# ACTION ITEM:
Locate the word "nacelle" in the data below, then copy every line that holds it.

# RECORDS FOR THE TASK:
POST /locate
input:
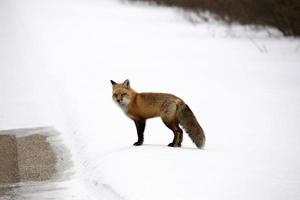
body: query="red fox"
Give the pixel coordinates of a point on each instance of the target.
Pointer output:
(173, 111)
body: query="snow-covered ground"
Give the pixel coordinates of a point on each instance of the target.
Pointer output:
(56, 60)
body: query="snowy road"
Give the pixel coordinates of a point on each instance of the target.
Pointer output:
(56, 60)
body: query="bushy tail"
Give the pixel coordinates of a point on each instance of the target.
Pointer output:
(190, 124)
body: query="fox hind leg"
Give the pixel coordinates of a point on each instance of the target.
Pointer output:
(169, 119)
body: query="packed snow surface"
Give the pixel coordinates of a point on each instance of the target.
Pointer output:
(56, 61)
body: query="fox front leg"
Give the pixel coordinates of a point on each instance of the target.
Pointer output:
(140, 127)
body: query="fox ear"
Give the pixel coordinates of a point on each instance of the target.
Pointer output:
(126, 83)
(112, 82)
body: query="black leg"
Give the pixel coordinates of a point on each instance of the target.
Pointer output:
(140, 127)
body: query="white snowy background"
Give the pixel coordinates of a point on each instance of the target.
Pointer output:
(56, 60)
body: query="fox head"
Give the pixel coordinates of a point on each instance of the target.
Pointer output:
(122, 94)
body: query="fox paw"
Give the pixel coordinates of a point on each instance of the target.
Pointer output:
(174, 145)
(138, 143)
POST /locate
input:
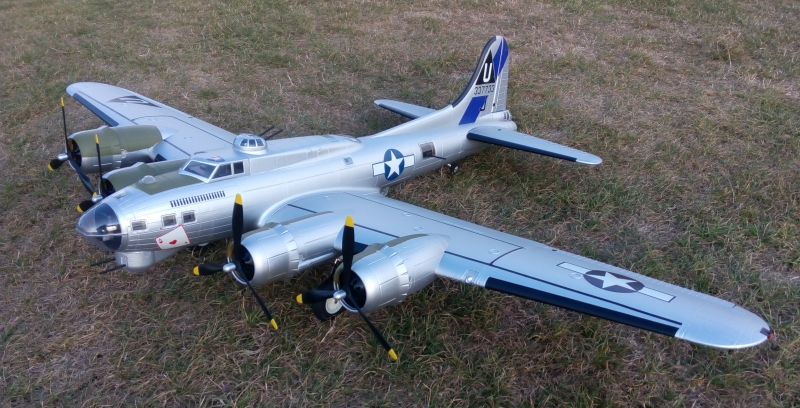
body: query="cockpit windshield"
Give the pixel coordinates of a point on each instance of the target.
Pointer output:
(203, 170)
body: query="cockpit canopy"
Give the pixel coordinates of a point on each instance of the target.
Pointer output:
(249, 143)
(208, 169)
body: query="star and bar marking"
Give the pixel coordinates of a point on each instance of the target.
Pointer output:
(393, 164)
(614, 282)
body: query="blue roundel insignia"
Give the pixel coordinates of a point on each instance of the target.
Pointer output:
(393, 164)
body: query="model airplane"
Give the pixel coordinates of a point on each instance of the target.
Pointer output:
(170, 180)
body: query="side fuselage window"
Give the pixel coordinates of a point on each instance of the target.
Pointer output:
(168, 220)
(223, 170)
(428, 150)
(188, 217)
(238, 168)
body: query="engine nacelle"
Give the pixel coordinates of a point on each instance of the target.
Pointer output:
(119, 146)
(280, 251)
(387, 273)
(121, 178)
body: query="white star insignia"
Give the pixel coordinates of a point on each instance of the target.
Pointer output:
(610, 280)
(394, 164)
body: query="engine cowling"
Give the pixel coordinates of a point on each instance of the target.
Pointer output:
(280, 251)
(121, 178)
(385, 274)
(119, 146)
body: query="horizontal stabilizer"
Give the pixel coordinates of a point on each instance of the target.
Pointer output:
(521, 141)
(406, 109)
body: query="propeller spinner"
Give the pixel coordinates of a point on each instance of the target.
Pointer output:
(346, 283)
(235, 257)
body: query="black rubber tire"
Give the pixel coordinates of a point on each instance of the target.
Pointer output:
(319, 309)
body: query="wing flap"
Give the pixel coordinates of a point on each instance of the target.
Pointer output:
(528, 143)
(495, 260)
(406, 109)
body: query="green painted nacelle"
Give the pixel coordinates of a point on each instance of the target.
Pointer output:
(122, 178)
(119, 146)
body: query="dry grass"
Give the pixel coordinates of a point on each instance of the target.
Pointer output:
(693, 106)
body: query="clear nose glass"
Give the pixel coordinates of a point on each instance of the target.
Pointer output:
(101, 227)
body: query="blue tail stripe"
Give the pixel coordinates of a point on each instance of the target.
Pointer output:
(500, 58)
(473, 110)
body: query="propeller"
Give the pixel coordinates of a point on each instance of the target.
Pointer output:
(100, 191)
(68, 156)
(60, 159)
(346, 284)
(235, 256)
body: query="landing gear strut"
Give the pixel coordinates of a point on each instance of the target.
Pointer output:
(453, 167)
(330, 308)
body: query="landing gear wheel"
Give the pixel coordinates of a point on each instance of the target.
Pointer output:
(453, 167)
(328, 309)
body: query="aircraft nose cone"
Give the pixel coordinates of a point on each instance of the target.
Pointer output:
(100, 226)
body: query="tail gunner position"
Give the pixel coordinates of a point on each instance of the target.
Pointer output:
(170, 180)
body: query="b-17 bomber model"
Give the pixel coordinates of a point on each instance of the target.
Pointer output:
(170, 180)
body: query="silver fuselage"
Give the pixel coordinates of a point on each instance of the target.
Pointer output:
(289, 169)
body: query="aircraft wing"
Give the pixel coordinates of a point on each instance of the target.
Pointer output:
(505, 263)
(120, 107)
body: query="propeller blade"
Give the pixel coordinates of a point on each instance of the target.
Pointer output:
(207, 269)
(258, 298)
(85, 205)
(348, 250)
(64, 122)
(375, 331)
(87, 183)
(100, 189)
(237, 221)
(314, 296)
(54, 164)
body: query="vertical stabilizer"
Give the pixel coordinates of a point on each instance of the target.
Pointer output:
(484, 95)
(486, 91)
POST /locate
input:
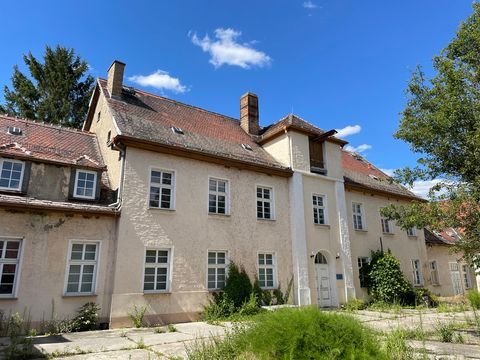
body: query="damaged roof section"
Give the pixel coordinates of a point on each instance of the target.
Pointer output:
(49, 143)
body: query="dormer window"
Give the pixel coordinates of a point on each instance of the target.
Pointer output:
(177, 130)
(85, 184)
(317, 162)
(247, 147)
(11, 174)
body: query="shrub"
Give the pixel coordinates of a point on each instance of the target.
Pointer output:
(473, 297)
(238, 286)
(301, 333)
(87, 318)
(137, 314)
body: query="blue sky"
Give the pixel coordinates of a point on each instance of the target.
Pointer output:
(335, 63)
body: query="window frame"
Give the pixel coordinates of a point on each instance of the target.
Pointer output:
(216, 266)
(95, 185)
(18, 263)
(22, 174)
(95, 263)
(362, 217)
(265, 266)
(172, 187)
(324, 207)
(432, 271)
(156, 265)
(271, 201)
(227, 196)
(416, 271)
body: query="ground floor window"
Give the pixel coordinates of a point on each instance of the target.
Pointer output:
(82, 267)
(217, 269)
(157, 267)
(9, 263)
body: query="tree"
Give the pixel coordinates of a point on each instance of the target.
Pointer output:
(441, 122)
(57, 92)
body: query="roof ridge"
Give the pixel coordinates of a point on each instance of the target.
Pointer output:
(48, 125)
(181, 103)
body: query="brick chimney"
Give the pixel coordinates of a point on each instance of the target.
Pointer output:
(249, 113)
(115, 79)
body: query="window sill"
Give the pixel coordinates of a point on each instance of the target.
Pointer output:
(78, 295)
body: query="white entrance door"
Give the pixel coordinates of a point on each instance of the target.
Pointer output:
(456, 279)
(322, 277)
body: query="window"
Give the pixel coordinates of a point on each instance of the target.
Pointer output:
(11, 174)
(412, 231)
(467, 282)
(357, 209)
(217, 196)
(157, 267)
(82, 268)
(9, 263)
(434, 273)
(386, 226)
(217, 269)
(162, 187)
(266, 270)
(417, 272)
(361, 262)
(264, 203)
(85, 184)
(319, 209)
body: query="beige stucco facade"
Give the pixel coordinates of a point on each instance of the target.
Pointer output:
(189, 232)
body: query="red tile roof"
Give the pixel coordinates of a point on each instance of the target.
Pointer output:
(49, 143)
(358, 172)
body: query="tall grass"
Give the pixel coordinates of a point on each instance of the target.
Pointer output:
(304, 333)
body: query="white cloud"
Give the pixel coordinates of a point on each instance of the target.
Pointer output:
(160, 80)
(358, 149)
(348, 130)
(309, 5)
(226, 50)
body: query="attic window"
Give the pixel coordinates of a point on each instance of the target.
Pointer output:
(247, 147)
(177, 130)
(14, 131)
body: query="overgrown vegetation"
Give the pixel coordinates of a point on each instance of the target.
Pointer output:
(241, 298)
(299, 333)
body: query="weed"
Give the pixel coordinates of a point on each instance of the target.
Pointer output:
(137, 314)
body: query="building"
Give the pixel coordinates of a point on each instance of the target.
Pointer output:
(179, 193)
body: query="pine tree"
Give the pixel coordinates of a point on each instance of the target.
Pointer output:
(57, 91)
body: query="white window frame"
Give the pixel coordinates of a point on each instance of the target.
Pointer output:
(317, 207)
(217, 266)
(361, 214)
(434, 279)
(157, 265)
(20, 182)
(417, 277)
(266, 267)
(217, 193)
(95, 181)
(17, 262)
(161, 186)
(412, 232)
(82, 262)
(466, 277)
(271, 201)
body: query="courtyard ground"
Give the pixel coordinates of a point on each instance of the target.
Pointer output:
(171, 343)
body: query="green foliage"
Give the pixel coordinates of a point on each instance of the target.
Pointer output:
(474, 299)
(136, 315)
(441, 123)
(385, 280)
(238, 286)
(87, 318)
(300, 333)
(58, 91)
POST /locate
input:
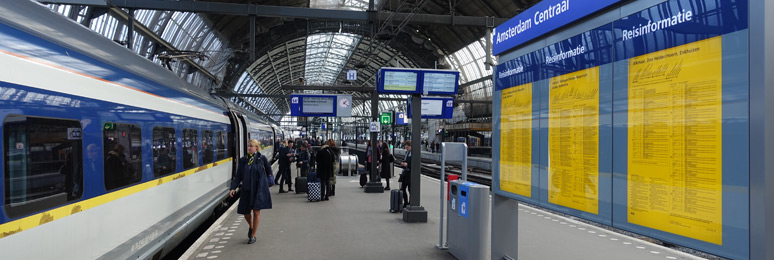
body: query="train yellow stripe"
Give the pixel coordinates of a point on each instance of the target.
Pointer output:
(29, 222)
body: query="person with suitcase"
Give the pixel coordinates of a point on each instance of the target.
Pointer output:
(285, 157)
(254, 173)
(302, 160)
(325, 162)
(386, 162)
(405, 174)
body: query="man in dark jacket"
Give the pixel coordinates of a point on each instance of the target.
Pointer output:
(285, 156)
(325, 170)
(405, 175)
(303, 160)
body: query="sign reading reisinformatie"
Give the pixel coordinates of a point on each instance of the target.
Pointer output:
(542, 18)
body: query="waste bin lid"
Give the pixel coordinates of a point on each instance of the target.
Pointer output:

# SOLUTION FOR THIS PROBLEM:
body: query="engine nacelle"
body: query="green painted nacelle"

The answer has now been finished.